→ **Vereiste**: Herhaal de volledige lijst hieronder regel voor regel, zonder ook maar één teken te wijzigen.

→ **Aangeleverde lijst**:
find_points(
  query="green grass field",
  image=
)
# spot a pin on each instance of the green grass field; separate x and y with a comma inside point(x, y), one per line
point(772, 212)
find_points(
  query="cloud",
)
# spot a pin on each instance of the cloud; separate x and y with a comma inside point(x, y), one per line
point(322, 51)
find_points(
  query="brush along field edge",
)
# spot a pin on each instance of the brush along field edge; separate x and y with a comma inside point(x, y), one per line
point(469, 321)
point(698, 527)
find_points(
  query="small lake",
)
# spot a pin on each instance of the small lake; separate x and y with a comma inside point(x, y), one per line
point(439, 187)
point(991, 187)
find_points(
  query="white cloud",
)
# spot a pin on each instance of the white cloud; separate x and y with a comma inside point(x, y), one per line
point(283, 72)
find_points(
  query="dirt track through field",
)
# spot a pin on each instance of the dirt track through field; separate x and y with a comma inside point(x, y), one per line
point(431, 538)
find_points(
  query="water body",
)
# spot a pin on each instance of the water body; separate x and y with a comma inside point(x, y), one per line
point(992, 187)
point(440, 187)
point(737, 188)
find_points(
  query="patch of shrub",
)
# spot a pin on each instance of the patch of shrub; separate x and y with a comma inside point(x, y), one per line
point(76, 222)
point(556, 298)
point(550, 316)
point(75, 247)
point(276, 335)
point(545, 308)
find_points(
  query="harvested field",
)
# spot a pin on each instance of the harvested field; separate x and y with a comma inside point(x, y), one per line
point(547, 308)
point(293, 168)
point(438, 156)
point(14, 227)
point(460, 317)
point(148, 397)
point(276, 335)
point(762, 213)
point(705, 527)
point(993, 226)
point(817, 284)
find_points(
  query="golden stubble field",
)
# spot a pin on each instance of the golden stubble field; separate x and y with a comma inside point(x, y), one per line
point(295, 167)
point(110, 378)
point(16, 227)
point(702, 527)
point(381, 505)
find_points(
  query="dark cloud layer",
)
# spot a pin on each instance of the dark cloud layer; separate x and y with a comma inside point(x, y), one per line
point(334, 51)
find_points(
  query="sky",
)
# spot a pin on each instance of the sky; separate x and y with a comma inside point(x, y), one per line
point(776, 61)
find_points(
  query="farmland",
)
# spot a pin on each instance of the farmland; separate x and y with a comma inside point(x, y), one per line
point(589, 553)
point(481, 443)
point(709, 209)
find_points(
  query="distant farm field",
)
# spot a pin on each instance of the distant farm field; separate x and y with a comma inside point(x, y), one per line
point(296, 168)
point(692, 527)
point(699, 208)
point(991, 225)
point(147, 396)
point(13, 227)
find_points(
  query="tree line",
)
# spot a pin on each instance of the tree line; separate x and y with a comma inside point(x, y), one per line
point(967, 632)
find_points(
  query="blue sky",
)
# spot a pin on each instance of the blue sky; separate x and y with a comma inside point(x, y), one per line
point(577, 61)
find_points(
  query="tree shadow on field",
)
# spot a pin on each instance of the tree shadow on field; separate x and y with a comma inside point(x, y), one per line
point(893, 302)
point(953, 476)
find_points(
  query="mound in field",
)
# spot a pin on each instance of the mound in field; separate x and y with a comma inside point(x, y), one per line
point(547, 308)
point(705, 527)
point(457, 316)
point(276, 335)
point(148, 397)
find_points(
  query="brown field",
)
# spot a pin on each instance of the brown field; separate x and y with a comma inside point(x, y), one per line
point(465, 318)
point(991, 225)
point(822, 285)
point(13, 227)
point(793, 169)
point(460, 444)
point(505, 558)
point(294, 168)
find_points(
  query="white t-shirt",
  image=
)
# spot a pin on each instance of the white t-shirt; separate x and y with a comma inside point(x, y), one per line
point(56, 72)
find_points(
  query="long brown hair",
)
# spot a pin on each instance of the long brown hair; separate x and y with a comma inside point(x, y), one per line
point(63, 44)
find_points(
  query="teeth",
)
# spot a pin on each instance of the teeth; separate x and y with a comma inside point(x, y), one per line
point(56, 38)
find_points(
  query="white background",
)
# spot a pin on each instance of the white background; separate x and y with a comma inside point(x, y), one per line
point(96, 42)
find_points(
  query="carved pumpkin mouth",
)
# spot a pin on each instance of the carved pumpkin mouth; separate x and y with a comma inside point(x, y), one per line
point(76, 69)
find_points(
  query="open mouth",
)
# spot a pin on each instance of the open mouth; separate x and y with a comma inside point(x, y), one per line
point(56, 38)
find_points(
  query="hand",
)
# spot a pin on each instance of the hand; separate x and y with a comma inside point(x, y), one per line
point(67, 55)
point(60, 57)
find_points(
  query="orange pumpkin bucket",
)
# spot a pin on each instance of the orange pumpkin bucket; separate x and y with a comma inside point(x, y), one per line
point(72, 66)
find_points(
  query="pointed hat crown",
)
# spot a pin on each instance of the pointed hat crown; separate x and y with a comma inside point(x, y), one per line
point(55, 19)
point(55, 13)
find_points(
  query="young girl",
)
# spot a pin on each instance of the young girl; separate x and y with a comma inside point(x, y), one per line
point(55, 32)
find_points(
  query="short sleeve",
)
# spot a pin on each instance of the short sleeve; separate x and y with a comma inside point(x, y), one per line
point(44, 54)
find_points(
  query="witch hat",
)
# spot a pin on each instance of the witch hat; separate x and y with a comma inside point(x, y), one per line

→ **Uitvoer hieronder**:
find_points(
  query="green grass field",
  image=
)
# spot a pin on each instance of the green grass field; separate x and y with a comma inside point(x, y), one per line
point(772, 212)
find_points(
  query="cloud",
)
# spot a pin on each instance of the cloud; separate x and y with a comma inside point(x, y), one per line
point(322, 51)
find_points(
  query="brush along field edge",
)
# spot a pin on each instance of the brush along field edge; separate x and y with a comma inside point(x, y), one per line
point(469, 321)
point(698, 527)
find_points(
  query="small lake",
)
# spot a pin on each instance of the small lake; separate x and y with a comma inside point(x, y), one per line
point(439, 187)
point(991, 187)
find_points(
  query="white cloud",
)
# spot a pin on each instance of the white cloud; separate x and y with a comma inside point(x, y), one per line
point(283, 72)
find_points(
  query="dirt track through field",
)
# spot a pin on each instance of the dirt track through field; separate x and y with a comma inside point(x, y), one per line
point(431, 538)
find_points(
  query="water body",
)
# spot a pin on each instance of the water body; separate x and y with a comma inside point(x, y), one per line
point(992, 187)
point(440, 187)
point(737, 188)
find_points(
  query="patch of shrub",
)
# spot a pin on each instance of the patch of shrub; separate x and y with a comma inside point(x, y), one per line
point(76, 222)
point(556, 298)
point(550, 316)
point(75, 247)
point(276, 335)
point(545, 308)
find_points(
  query="harvested field",
)
# spot a pin on each instance of the harvested field; separate x and y with a comma inside point(x, y), one per line
point(547, 308)
point(293, 168)
point(438, 156)
point(14, 227)
point(460, 317)
point(148, 397)
point(276, 335)
point(762, 213)
point(705, 527)
point(993, 226)
point(817, 284)
find_points(
  query="golden stubble field",
)
# spot a pin on each instance of the golden stubble field; separate x and y with a comma inside point(x, y), one per line
point(295, 167)
point(110, 378)
point(16, 227)
point(702, 527)
point(381, 505)
find_points(
  query="dark cloud layer",
)
# spot a pin on each instance of the dark cloud layer; separate x and y with a comma inside point(x, y), one per line
point(334, 51)
find_points(
  query="sky",
)
# spot a pin on each instance of the sky; separate x and y with a comma inside point(x, y), one per line
point(776, 61)
find_points(
  query="farmland",
)
# spot a pin on each instance of the farmland; separate x and y with a comma inside point(x, y), one per line
point(589, 553)
point(481, 443)
point(709, 209)
find_points(
  query="distant farm field",
)
# spot a pin on each instance of the distant farm field; separate x and y with a comma inside point(x, y), one per line
point(296, 168)
point(692, 527)
point(699, 208)
point(991, 225)
point(147, 396)
point(13, 227)
find_points(
  query="tree line",
)
# spot a pin on each instance of the tree line; separate x and y with a comma inside point(x, y), one per line
point(967, 632)
find_points(
  query="blue sky",
)
# spot a pin on each instance of the blue sky; separate x and y with a comma inside point(x, y), one per line
point(577, 61)
find_points(
  query="tree shadow on field",
)
# spot a pin on each instance of the tree shadow on field; separate x and y with a comma inside point(x, y), one per line
point(893, 302)
point(953, 476)
find_points(
  query="mound in field",
)
# spot a pin on each instance of the mound in field; separate x and y with a comma inside point(x, y), one per line
point(547, 308)
point(705, 527)
point(457, 316)
point(276, 335)
point(148, 397)
find_points(
  query="brown field",
)
# spot a pin on each instance of the brown field; separate x and y with a comma inside point(x, y), one per line
point(465, 318)
point(991, 225)
point(822, 285)
point(13, 227)
point(793, 169)
point(460, 444)
point(505, 558)
point(294, 168)
find_points(
  query="white t-shirt",
  image=
)
# spot a pin on each instance of the white t-shirt; separate x and y with a comma inside point(x, y), one per line
point(56, 72)
find_points(
  query="long brown hair",
)
# spot a pin on each instance of the long brown hair; separate x and y with a comma inside point(x, y), one per line
point(63, 44)
find_points(
  query="teeth",
)
# spot a pin on each instance of the teeth; separate x and y with a comma inside point(x, y), one per line
point(56, 38)
find_points(
  query="white background",
)
# spot a pin on each instance of the white background; separate x and y with a comma inside point(x, y), one per line
point(96, 42)
find_points(
  query="carved pumpkin mouth",
)
# spot a pin on each instance of the carved pumpkin mouth; separate x and y with a comma inside point(x, y), one per line
point(76, 69)
find_points(
  query="open mouth",
)
# spot a pin on each instance of the open mouth; separate x and y with a comma inside point(x, y), one per line
point(56, 38)
find_points(
  query="hand",
)
# spot a pin on each instance of the hand; separate x and y with a comma inside point(x, y), one per line
point(67, 55)
point(60, 57)
find_points(
  query="orange pumpkin bucket",
)
# spot a pin on each instance of the orange pumpkin bucket; separate x and y with a comma inside point(x, y), one per line
point(72, 66)
find_points(
  query="pointed hat crown",
)
# spot a pin on each instance of the pointed hat crown; separate x and y with a comma inside point(x, y), one per line
point(55, 19)
point(55, 13)
find_points(
  query="young girl",
)
# spot a pin on each instance of the young girl; separate x and y with a comma inside point(x, y), one per line
point(55, 32)
find_points(
  query="short sleeve",
)
# spot a pin on each instance of the short sleeve; separate x and y with a comma inside point(x, y), one per line
point(44, 54)
find_points(
  query="witch hat",
)
# spot a pin on each instance of the witch hat; separate x and y with a comma inside point(x, y), one per line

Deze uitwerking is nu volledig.